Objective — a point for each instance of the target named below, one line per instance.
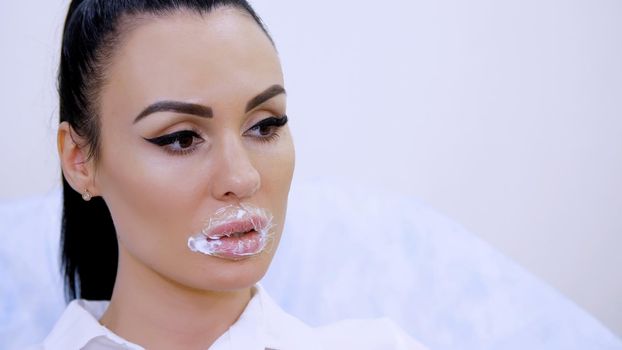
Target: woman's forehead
(221, 55)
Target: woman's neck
(150, 310)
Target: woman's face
(166, 172)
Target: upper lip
(235, 226)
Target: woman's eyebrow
(205, 111)
(176, 106)
(264, 96)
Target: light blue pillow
(346, 252)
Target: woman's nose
(236, 178)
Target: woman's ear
(77, 168)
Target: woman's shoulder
(369, 334)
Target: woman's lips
(234, 233)
(235, 227)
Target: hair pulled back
(91, 32)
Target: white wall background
(505, 115)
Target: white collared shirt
(263, 325)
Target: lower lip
(237, 248)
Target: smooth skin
(165, 296)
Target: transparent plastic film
(235, 232)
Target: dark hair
(92, 30)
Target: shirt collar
(259, 327)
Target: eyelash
(167, 141)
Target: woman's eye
(181, 142)
(267, 129)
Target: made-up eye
(267, 129)
(180, 142)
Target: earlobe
(77, 168)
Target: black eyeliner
(170, 138)
(272, 121)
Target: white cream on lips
(234, 232)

****************************************

Repeat exactly the lines from the one containing "Target: white wall background" to the end of the records.

- RESPONSE FOR THIS EXERCISE:
Target: white wall background
(505, 115)
Target: white collared shirt
(263, 325)
Target: lower lip
(237, 248)
Target: smooth skin
(165, 296)
Target: transparent plastic film
(235, 232)
Target: dark hair
(92, 30)
Target: shirt collar
(259, 327)
Target: eyelash
(167, 141)
Target: woman's eye
(181, 142)
(267, 129)
Target: made-up eye
(267, 129)
(180, 142)
Target: earlobe
(77, 168)
Target: black eyeliner
(170, 138)
(272, 121)
Target: white cream on lips
(234, 232)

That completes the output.